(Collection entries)
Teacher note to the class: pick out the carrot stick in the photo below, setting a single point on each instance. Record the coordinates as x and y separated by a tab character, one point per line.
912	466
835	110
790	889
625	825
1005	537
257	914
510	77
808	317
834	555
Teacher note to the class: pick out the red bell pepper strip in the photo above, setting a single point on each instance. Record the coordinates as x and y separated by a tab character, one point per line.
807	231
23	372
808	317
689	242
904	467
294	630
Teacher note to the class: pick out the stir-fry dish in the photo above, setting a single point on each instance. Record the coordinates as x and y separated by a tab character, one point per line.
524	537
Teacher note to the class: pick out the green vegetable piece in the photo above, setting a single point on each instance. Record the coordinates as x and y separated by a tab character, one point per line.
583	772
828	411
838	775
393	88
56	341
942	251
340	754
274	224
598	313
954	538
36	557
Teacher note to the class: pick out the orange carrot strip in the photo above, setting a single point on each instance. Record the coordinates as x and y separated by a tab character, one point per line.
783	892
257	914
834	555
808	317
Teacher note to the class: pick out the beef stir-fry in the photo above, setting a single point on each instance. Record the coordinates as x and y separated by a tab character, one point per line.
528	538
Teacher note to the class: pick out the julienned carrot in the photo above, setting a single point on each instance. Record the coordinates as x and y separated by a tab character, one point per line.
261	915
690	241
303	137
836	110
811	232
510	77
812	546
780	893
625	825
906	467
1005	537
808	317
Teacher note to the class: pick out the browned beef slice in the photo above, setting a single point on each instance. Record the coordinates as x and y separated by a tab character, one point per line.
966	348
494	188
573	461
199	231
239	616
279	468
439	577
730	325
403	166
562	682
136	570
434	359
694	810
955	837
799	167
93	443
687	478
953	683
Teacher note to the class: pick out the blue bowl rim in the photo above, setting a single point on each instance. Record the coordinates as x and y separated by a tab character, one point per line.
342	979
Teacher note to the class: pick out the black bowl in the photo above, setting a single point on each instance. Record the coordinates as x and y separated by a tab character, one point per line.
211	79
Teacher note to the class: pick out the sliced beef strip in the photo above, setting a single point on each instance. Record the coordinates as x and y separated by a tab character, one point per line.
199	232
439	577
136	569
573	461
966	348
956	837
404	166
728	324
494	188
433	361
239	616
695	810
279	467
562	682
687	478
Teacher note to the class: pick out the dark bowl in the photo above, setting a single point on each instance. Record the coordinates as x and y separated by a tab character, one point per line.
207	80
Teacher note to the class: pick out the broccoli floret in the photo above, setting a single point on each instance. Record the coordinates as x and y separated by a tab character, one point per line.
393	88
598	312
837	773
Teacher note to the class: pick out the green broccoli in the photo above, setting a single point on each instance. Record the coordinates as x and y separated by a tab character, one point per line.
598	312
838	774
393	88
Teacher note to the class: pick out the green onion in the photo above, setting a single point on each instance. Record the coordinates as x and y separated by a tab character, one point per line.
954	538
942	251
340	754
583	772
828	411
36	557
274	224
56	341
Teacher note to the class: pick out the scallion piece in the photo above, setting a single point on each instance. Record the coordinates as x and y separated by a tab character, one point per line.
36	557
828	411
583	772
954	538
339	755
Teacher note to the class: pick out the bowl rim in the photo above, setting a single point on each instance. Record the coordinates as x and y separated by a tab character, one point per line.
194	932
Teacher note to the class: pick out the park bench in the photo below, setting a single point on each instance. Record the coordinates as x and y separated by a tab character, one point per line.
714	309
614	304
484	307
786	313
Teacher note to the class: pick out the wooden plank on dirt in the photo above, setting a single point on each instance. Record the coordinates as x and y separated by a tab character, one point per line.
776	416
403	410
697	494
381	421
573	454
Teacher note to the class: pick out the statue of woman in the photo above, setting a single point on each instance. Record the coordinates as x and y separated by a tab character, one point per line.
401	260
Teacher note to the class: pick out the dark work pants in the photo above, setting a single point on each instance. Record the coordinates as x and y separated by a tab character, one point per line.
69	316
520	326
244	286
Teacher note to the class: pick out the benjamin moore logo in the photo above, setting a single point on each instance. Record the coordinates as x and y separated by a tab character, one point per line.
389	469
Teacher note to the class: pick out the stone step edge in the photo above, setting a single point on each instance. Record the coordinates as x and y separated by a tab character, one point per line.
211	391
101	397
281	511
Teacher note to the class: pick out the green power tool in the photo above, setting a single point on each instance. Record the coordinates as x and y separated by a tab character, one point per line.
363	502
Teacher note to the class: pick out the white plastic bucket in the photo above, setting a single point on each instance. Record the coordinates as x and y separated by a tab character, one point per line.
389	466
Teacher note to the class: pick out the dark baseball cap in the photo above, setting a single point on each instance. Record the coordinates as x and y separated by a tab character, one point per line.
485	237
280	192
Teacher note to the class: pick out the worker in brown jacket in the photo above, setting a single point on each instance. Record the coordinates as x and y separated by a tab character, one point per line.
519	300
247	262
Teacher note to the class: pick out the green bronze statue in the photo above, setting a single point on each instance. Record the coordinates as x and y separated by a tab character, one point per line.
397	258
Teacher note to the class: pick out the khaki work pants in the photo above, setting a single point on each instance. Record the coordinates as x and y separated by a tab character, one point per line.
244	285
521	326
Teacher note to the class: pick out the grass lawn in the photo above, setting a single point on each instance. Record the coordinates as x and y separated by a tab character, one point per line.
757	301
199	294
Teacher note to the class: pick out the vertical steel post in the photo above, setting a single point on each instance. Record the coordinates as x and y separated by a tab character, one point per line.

WHAT THE EXERCISE ASKS - Every record above must be printed again exactly as it stands.

SOLVED PROBLEM -
Teacher note to the class: pick out the carrot stick in the photo below, setting a single point on each instance. Record the coordinates as x and y separated by a tab character, one point per line.
912	466
835	110
790	889
625	825
1005	537
257	914
510	77
808	317
834	555
Teacher note to the class: pick out the red bell pepper strip in the photo above, setting a single point on each instance. Record the coordinates as x and y separated by a tab character, one point per line.
807	231
23	372
808	317
689	242
904	467
294	630
Teacher note to the class: pick out the stir-fry dish in the photo above, setting a single point on each instance. Record the coordinates as x and y separated by a tab character, one point per line.
524	537
Teacher note to the class: pick out the green vegetable piece in the photo above, setting a single point on each instance. Record the coordinates as x and y separated by a tab character, one point per line.
583	772
828	411
838	775
393	88
56	341
942	251
340	754
274	224
598	313
954	538
36	557
Teacher note to the class: pick out the orange carrot strip in the photo above, setting a single point on each instance. Record the coordinates as x and y separated by a tab character, one point per line.
783	892
257	914
834	555
808	317
Teacher note to the class: pick out the beef stir-fry in the photo above, setting a single point on each instance. Record the coordinates as x and y separated by a tab character, one point per line.
528	538
Teacher note to the class: pick out the julienned carrot in the photo above, setting a single point on each instance. Record the coordinates as x and y separated by a tab character, one point per line.
261	915
690	241
303	137
836	110
811	232
510	77
812	546
780	893
625	825
906	467
1005	537
808	317
Teacher note to the class: pick out the browned beef slice in the photo above, setting a single point on each instance. Record the coordinates as x and y separated by a tab character, one point per line.
966	348
494	188
573	461
199	231
239	616
279	468
439	577
730	325
403	166
562	682
136	570
434	359
694	810
955	837
799	167
93	443
687	478
953	683
Teacher note to the class: pick out the blue bowl rim in the photo above, setting a single point on each instance. Record the coordinates as x and y separated by a tab character, one point per line.
342	979
Teacher note to the class: pick out the black bowl in the photo above, setting a single point on each instance. Record the coordinates as x and y separated by a tab character, one point per line.
211	79
Teacher note to the class: pick out the sliced beef strip in the photo above, setting a single point on each instance. Record the coordinates as x and y separated by a tab character, one point per line.
199	232
439	577
136	569
573	461
966	348
956	837
404	166
728	324
494	188
433	361
239	616
695	810
279	467
562	682
687	478
Teacher note to the class: pick out the dark bowl in the photo above, setting a single point on each instance. Record the coordinates as x and y separated by a tab character, one point per line.
207	80
Teacher note to the class: pick out the broccoli floret in the photo above, setting a single point on each instance. Record the coordinates as x and y separated by a tab character, one point per line.
393	88
598	312
837	773
Teacher note to the class: pick out the green broccoli in the photo above, setting a single point on each instance. Record the coordinates as x and y separated by a tab character, one point per line.
598	312
838	774
393	88
Teacher note to the class: pick out the green onion in the photo above, setting a single point on each instance. Record the coordinates as x and y separated by a tab character, one point per line.
954	538
942	251
340	754
583	772
828	411
36	557
274	224
56	341
Teacher note to the class: pick out the scallion piece in the photo above, setting a single point on each instance. Record the coordinates as x and y separated by a tab character, one point per line.
36	557
828	411
583	772
954	538
339	755
Teacher note to the class: pick out the bowl rim in the photo above, setting a single point on each instance. Record the coordinates as x and y separated by a tab character, one point per line.
194	932
Teacher note to the class: pick out the park bench in the photo below, setting a single point on each instance. Record the coordinates as x and y separated by a tab character, one point per line.
714	309
614	304
484	307
786	313
Teacher note to the class: pick out the wooden plank on dirt in the photo above, setting a single point on each instance. Record the coordinates as x and y separated by a tab character, one point per line.
776	416
403	410
697	494
381	421
573	454
Teacher note to the class: pick out the statue of woman in the photo above, setting a single point on each instance. Record the coordinates as x and y separated by a tab character, one point per line.
401	260
Teacher note to the class: pick out the dark work pants in the photo above, setting a single point on each instance. Record the coordinates as x and y separated by a tab character, one point per line.
69	316
520	326
244	286
Teacher note to the class: pick out the benjamin moore logo in the photo above, setting a single point on each instance. Record the coordinates as x and y separated by a tab character, one point per line.
389	469
Teacher note to the class: pick out the stone step edge in the photo above, setting a single point on each instance. Record the coordinates as x and y separated by a tab character, one point per line.
211	391
101	397
281	511
Teacher note to the class: pick out the green power tool in the photo above, setting a single point on each instance. Record the coordinates as x and y separated by a tab character, one point per line.
363	502
Teacher note to the class: pick out the white plastic bucket in the photo above, setting a single point on each instance. Record the coordinates as x and y separated by a tab character, one point per line.
389	466
Teacher note to the class: pick out the dark baseball cap in the photo above, setting a single point on each instance. Record the coordinates as x and y separated by a tab character, one point per line.
485	237
280	192
Teacher note to the class: pick out the worker in brown jacket in the photo above, setting a single point on each instance. Record the coordinates as x and y separated by a tab character, one point per line.
519	300
247	262
Teacher note to the class: pick out the green bronze statue in the photo above, setting a single point on each instance. Record the coordinates as x and y separated by a tab character, one point per line.
397	258
Teacher note to the class: pick out the khaki work pants in the photo above, setting a single point on each instance. Record the coordinates as x and y separated by a tab character, one point per line.
244	285
521	326
Teacher note to the class: pick out the grass lawn in the photo above, setting a single point on each instance. Record the coordinates as x and y separated by a tab character, one point per line.
757	301
199	294
Teacher note to the class: pick out the vertical steel post in the photo above, setting a single point on each instance. Record the coordinates as x and y separated by a tab character, one point per line.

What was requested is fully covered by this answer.